**PROVIDED INFORMATION**

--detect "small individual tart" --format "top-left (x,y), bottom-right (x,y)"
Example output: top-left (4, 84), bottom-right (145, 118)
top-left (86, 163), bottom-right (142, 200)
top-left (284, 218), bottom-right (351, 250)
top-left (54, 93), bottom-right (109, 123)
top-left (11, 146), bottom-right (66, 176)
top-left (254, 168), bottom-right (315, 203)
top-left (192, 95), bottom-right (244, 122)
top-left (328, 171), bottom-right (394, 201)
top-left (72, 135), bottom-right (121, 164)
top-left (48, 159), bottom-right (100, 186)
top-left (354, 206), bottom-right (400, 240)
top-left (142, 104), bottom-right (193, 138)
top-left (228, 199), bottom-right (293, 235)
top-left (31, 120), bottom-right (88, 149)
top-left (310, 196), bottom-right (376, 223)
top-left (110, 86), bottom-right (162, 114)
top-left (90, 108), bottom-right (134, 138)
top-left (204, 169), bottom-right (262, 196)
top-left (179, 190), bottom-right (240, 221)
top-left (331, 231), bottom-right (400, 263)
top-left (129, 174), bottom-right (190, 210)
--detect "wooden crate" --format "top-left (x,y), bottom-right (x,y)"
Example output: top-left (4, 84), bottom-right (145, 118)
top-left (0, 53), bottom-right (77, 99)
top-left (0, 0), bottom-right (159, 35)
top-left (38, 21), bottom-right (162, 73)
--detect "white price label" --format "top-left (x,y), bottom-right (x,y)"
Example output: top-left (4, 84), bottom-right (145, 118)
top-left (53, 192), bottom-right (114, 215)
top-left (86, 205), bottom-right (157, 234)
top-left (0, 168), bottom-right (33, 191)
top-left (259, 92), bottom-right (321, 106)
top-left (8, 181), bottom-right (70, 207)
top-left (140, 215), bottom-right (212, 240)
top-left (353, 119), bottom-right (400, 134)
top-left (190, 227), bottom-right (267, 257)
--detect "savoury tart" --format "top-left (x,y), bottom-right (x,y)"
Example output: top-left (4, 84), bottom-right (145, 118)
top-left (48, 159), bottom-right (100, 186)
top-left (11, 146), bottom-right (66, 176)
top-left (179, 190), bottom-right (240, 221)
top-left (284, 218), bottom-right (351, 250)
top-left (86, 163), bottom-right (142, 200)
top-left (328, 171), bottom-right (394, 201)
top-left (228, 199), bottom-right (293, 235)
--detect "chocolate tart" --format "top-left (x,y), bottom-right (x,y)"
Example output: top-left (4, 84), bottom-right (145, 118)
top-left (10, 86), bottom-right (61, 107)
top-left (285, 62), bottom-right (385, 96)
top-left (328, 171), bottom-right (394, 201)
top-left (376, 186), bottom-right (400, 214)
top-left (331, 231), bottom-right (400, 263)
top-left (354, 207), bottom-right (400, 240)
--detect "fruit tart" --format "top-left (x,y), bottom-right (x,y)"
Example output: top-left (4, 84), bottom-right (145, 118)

**TASK OBJECTIVE**
Report how many lines of the entries contain the word "tart", counting only matches with the same case. Give the number alone.

**SOLUTION BELOW**
4